=== Dataset records ===

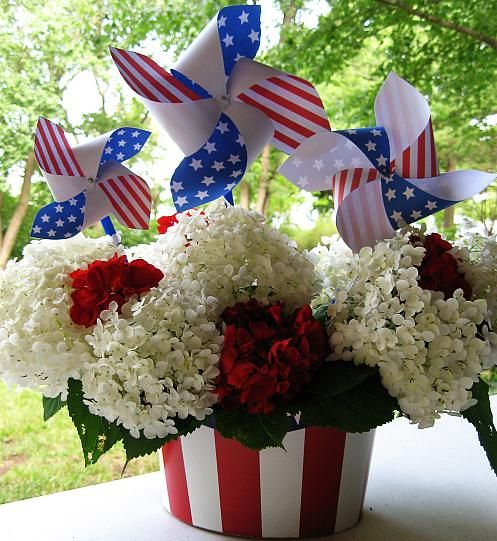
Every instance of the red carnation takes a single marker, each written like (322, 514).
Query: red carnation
(266, 358)
(438, 270)
(103, 282)
(165, 222)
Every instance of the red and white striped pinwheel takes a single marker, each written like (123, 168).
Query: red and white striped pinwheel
(88, 181)
(384, 176)
(221, 107)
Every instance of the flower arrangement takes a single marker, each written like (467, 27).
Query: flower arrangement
(221, 322)
(223, 318)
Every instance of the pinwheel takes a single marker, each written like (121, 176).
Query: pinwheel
(384, 176)
(221, 107)
(89, 183)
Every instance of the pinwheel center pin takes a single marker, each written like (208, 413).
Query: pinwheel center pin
(224, 101)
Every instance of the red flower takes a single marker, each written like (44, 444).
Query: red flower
(438, 270)
(266, 358)
(165, 222)
(103, 282)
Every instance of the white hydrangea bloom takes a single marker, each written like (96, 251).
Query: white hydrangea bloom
(155, 361)
(40, 347)
(428, 349)
(229, 254)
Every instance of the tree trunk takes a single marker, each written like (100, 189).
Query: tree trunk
(10, 237)
(263, 191)
(449, 212)
(245, 195)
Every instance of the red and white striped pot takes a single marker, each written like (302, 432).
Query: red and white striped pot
(314, 487)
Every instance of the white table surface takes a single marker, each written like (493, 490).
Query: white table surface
(425, 485)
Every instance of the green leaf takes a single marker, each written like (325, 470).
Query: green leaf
(336, 377)
(321, 314)
(255, 431)
(97, 435)
(480, 416)
(51, 406)
(350, 398)
(142, 446)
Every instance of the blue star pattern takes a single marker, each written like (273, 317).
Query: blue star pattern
(404, 203)
(60, 220)
(213, 170)
(239, 30)
(192, 85)
(123, 144)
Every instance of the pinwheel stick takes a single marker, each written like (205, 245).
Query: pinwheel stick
(110, 230)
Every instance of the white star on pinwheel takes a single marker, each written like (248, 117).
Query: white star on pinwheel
(218, 166)
(397, 216)
(196, 164)
(181, 201)
(208, 181)
(176, 186)
(210, 147)
(228, 40)
(254, 36)
(390, 194)
(222, 127)
(381, 160)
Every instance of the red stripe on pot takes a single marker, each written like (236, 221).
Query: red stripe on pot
(239, 487)
(323, 457)
(177, 488)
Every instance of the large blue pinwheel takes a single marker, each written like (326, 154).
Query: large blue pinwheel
(384, 176)
(221, 107)
(89, 183)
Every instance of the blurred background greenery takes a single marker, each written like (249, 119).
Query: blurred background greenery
(54, 62)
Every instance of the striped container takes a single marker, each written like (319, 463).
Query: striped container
(314, 487)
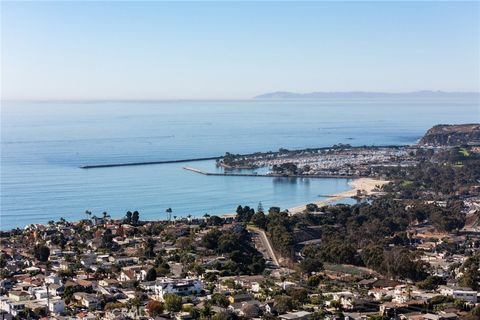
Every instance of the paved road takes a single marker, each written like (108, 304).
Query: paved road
(265, 243)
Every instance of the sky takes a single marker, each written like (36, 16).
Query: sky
(232, 50)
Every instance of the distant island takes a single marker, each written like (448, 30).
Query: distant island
(451, 135)
(425, 94)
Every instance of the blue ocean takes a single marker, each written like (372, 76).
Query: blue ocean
(44, 143)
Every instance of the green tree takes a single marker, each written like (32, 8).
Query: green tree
(173, 302)
(151, 275)
(154, 308)
(220, 300)
(41, 252)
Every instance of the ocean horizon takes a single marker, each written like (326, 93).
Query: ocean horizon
(44, 143)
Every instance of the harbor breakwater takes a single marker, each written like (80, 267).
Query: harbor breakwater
(127, 164)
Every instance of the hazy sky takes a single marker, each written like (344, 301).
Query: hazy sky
(159, 50)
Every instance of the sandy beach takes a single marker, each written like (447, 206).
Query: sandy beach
(366, 185)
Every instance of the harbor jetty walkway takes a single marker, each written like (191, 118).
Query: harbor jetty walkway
(127, 164)
(232, 174)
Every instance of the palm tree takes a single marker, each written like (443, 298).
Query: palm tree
(206, 216)
(169, 213)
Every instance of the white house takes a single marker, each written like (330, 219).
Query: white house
(465, 294)
(56, 305)
(181, 287)
(133, 273)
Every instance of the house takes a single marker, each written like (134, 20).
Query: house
(181, 287)
(299, 315)
(465, 294)
(133, 273)
(11, 307)
(440, 316)
(108, 282)
(18, 296)
(56, 289)
(56, 305)
(87, 300)
(240, 298)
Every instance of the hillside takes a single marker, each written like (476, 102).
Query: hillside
(452, 135)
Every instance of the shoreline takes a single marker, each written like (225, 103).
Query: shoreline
(366, 186)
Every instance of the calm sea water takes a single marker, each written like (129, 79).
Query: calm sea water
(43, 145)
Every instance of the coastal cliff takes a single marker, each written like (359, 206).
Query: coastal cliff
(452, 135)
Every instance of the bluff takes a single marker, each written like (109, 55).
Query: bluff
(452, 135)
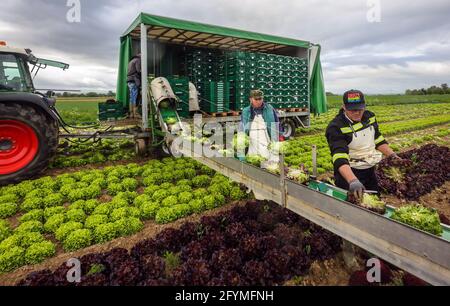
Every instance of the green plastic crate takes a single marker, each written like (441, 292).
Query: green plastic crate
(217, 95)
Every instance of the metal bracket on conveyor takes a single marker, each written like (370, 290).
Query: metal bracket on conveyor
(417, 252)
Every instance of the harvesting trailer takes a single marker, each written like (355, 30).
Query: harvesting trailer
(29, 134)
(29, 123)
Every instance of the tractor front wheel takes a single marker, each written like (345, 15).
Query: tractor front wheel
(28, 141)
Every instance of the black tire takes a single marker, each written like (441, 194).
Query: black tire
(46, 129)
(289, 127)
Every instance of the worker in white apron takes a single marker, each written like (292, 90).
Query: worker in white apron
(260, 122)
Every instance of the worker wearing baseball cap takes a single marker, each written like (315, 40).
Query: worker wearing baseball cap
(356, 145)
(260, 122)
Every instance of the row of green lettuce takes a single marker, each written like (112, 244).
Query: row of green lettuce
(89, 207)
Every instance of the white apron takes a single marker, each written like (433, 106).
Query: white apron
(260, 140)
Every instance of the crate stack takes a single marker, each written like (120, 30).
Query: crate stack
(180, 87)
(239, 70)
(283, 79)
(216, 97)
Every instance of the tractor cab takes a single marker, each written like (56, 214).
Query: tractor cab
(29, 122)
(14, 72)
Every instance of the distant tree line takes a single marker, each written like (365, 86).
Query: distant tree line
(433, 90)
(85, 95)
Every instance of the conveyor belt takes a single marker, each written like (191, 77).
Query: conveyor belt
(420, 253)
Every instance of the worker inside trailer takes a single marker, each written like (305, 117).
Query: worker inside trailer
(134, 84)
(356, 146)
(260, 122)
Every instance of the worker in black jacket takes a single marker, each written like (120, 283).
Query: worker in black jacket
(356, 145)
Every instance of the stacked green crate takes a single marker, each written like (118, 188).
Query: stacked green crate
(111, 110)
(240, 70)
(203, 68)
(283, 79)
(180, 87)
(216, 98)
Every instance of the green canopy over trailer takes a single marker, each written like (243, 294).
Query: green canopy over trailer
(194, 34)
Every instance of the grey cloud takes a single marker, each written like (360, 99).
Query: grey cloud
(410, 31)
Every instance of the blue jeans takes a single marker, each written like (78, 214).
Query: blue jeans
(134, 93)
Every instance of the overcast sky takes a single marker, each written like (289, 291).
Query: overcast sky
(408, 48)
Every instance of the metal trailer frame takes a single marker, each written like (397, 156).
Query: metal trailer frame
(417, 252)
(297, 116)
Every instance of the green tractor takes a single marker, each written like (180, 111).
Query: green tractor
(29, 123)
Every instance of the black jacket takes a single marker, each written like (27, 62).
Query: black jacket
(354, 143)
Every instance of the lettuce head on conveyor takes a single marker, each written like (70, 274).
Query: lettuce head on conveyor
(369, 201)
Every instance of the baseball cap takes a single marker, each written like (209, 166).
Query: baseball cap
(256, 93)
(354, 100)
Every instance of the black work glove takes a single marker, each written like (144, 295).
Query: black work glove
(357, 189)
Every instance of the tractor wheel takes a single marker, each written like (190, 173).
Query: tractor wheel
(28, 141)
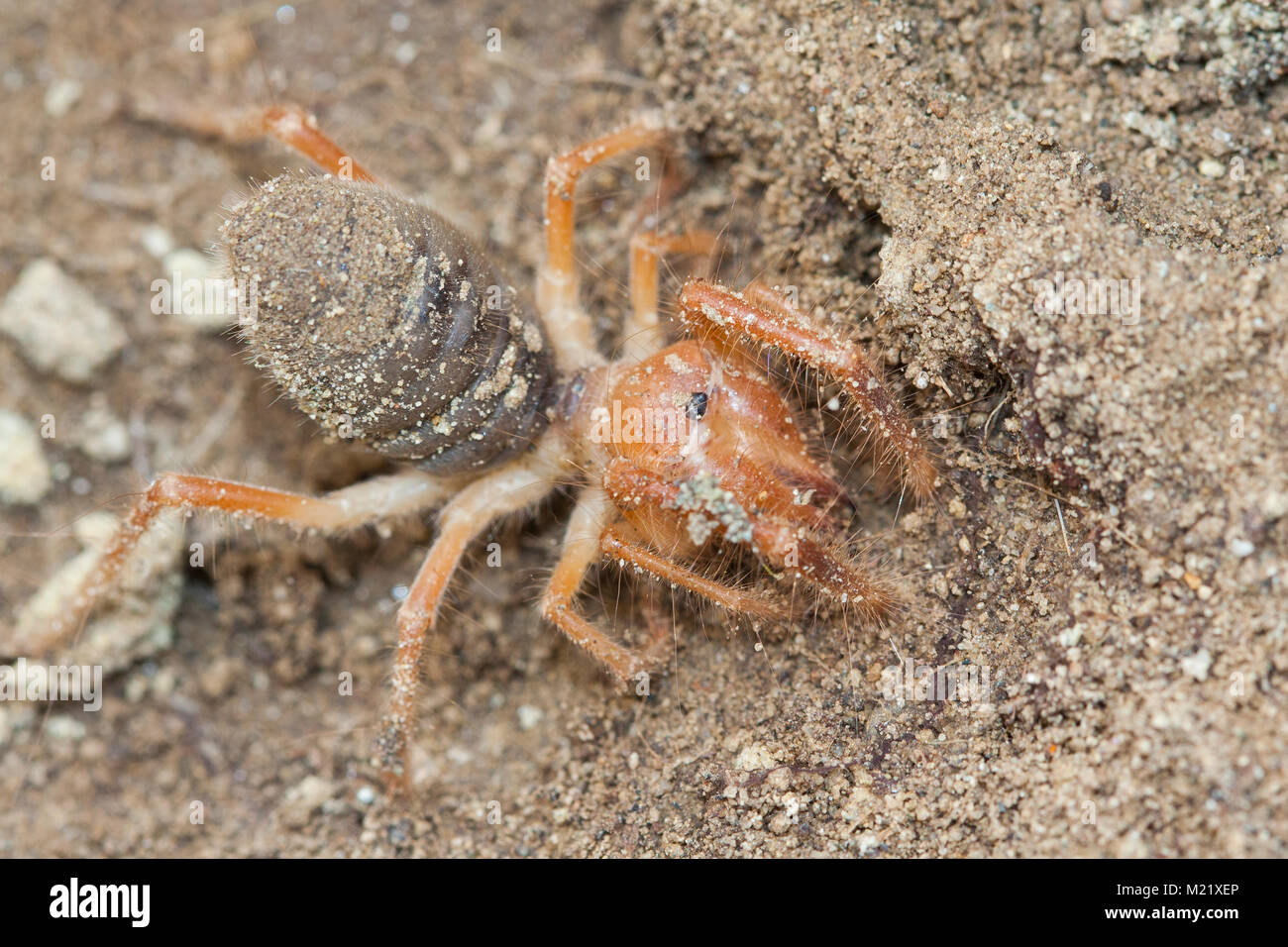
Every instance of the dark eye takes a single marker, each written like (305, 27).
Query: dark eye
(697, 407)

===

Convert the entries above into a two-column CSV with the header "text,coordinates", one row per entry, each value enclosed in double quotes and with line breaks replaced by spaces. Leave out the pictures.

text,coordinates
"Every instance of the red carnation takes a single marker, each written like (322, 514). Query: red carnation","(266, 358) (438, 270) (103, 282) (165, 222)"
"Every instance of the red and white striped pinwheel takes a single marker, each written like (123, 168). Query: red and white striped pinwheel","(88, 181) (384, 176) (221, 107)"
"Every instance of the flower arrangement takes a single marker, each written like (467, 27). Query: flower arrangement","(221, 322) (223, 318)"
"Every instance of the pinwheel takes a single marker, each written like (121, 176). Query: pinwheel","(384, 176) (221, 107) (89, 183)"
"Every instance of the pinwheel center pin takes a single marker, each written like (208, 413). Query: pinwheel center pin","(224, 101)"
"Every instance of the red flower takes a single marker, each written like (44, 444). Query: red flower","(438, 270) (266, 358) (165, 222) (103, 282)"
"Every instance of the white hydrangea bloom takes a single marker, each written like (96, 251). Query: white hydrangea bloom","(155, 361) (40, 347) (428, 349) (229, 254)"
"Every instance of the tree trunk takes a single marker, each written like (100, 189). Query: tree trunk","(10, 237) (263, 191) (449, 212) (245, 195)"
"Every instance of the red and white striped pot takes a single marker, each written like (302, 432). Query: red and white striped pot","(314, 487)"
"Every instance of the white table surface takes a single marker, each written like (493, 490). Query: white table surface","(425, 485)"
"Every instance of the green leaf takes a single marker, each written like (325, 470). Query: green leaf","(336, 377) (321, 314) (255, 431) (97, 435) (480, 416) (51, 406) (350, 398) (142, 446)"
"Every instance of the blue star pattern takes a single marker, each written like (273, 317). Query: blue star pattern","(404, 203) (60, 220) (213, 170) (239, 30) (192, 85) (123, 144)"
"Every instance of the pinwheel stick takes a single marker, each written like (205, 245). Query: pinwheel stick","(110, 230)"
"Every instance of the white star on pinwheel takes a single marker, each written like (248, 117). Query: white star on pinwheel","(218, 166) (397, 216) (196, 164) (181, 201) (208, 181) (176, 186) (210, 147) (228, 40) (254, 36) (390, 194) (222, 127) (381, 160)"
"Every instance of the red stripe on pot takes a single marker, each written like (236, 221). Query: red stripe on pot","(239, 487) (323, 457) (177, 488)"
"Every instance of the large blue pinwheel takes a single marker, each written like (326, 154). Query: large blue pinwheel","(384, 176) (221, 107) (89, 183)"
"Every instance of the blurred background greenery takes a single marker, each written like (249, 119). Query: blurred background greenery","(54, 62)"
"Every instance of the striped container takes a single marker, each written like (319, 463). Query: striped container","(314, 487)"
"Every instance of the paved road takes a single marker, each written like (108, 304). Query: paved road","(265, 243)"
"Every instance of the sky takes a single marker, each written like (36, 16). Query: sky","(232, 50)"
"Every instance of the distant island takes a single marker, each written like (448, 30). Query: distant island","(451, 135) (425, 94)"
"Every instance of the blue ocean takes a single marker, each written like (372, 76). Query: blue ocean","(44, 143)"
"Every instance of the green tree takes a single marker, each written like (32, 8). Query: green tree","(173, 302) (151, 275) (154, 308) (220, 300) (41, 252)"
"Every instance of the ocean horizon takes a single marker, each written like (326, 93). Query: ocean horizon","(44, 143)"
"Every instance of the harbor breakwater takes a single marker, each written like (80, 267). Query: harbor breakwater","(127, 164)"
"Every instance of the hazy sky takes a single marker, each written like (344, 301). Query: hazy sky","(159, 50)"
"Every instance of the sandy beach takes a single marker, each written like (447, 206). Query: sandy beach","(366, 185)"
"Every instance of the harbor jetty walkway takes a single marker, each written like (191, 118). Query: harbor jetty walkway","(127, 164) (232, 174)"
"Every instance of the palm tree takes a single marker, each written like (443, 298). Query: palm tree","(206, 216) (169, 213)"
"Every instance of the white house takes a single marker, each written like (330, 219). Query: white house","(465, 294) (56, 305) (181, 287) (133, 273)"
"Every instance of the house takes a single marker, each written like (134, 20). Query: house","(181, 287) (299, 315) (465, 294) (133, 273) (11, 307) (440, 316) (108, 282) (18, 296) (56, 289) (56, 305) (87, 300) (240, 298)"
"Every instance of the hillside takes a single marker, each written like (476, 102). Query: hillside","(452, 135)"
"Every instance of the shoreline takes a single marker, each written like (225, 103). Query: shoreline","(366, 186)"
"Every instance of the calm sea water takes a single marker, each written like (129, 79). Query: calm sea water","(43, 145)"
"Every instance of the coastal cliff takes a single marker, each written like (359, 206). Query: coastal cliff","(452, 135)"
"Every instance of the bluff takes a single marker, each written like (109, 55). Query: bluff","(452, 135)"
"Every instance of the green plastic crate takes a single marker, each written like (441, 292). Query: green plastic crate","(217, 95)"
"Every instance of the metal bracket on conveyor takes a single marker, each written like (370, 290). Query: metal bracket on conveyor","(417, 252)"
"Every instance of the harvesting trailer takes a single marker, each written like (355, 30). Query: harvesting trailer","(29, 134) (29, 123)"
"Every instance of the tractor front wheel takes a single marker, each written like (345, 15). Query: tractor front wheel","(28, 141)"
"Every instance of the black tire takes a single marker, each written like (441, 194). Query: black tire","(46, 129) (289, 127)"
"Every instance of the worker in white apron takes a single marker, each written like (292, 90). Query: worker in white apron","(260, 122)"
"Every instance of the worker wearing baseball cap takes a single marker, each written like (315, 40). Query: worker wearing baseball cap","(356, 145) (260, 122)"
"Every instance of the row of green lettuce takes a single marker, each written like (112, 244). Query: row of green lettuce","(89, 207)"
"Every instance of the white apron takes a single marker, each written like (433, 106). Query: white apron","(260, 140)"
"Every instance of the crate stack takes a single marker, each written like (120, 30). Query: crate stack","(180, 87) (239, 70) (283, 79) (216, 97)"
"Every instance of the tractor cab takes a single marker, each written like (56, 214). Query: tractor cab","(29, 122) (14, 72)"
"Every instance of the distant tree line takes a single marker, each written like (365, 86). Query: distant tree line","(433, 90) (85, 95)"
"Every instance of the conveyor belt takes a single marker, each written like (191, 77). Query: conveyor belt","(420, 253)"
"Every instance of the worker inside trailer takes a single marker, each written like (305, 117). Query: worker inside trailer","(134, 84) (356, 146) (260, 122)"
"Every instance of the worker in black jacket takes a single marker, each written like (120, 283). Query: worker in black jacket","(356, 145)"
"Every instance of the stacked green crate takes a single marker, each written like (118, 188). Query: stacked green crate","(111, 110) (240, 70) (203, 68) (283, 79) (180, 87) (216, 98)"
"Every instance of the green canopy over trailer takes a single marker, each written like (243, 294). Query: green canopy over trailer","(194, 34)"
"Every instance of the grey cloud takes a single marker, each written like (360, 99). Query: grey cloud","(410, 31)"
"Every instance of the blue jeans takes a single marker, each written like (78, 214). Query: blue jeans","(134, 93)"
"Every instance of the overcast sky takes a single marker, each written like (289, 291). Query: overcast sky","(408, 48)"
"Every instance of the metal trailer frame takes a single marker, each written like (397, 156). Query: metal trailer frame","(417, 252) (297, 116)"
"Every instance of the green tractor takes a single marker, each written like (180, 111). Query: green tractor","(29, 123)"
"Every instance of the black jacket takes a single marker, each written like (27, 62). Query: black jacket","(354, 143)"
"Every instance of the lettuce head on conveyor takes a single marker, each written like (70, 274). Query: lettuce head on conveyor","(369, 201)"
"Every instance of the baseball cap takes a single marker, each written like (209, 166). Query: baseball cap","(256, 93) (354, 100)"
"Every instance of the black work glove takes a single marker, each written like (144, 295). Query: black work glove","(357, 189)"
"Every instance of the tractor wheel takes a single marker, each written like (190, 173). Query: tractor wheel","(28, 141)"
"Every instance of the dark eye takes a single marker, each written like (305, 27). Query: dark eye","(697, 407)"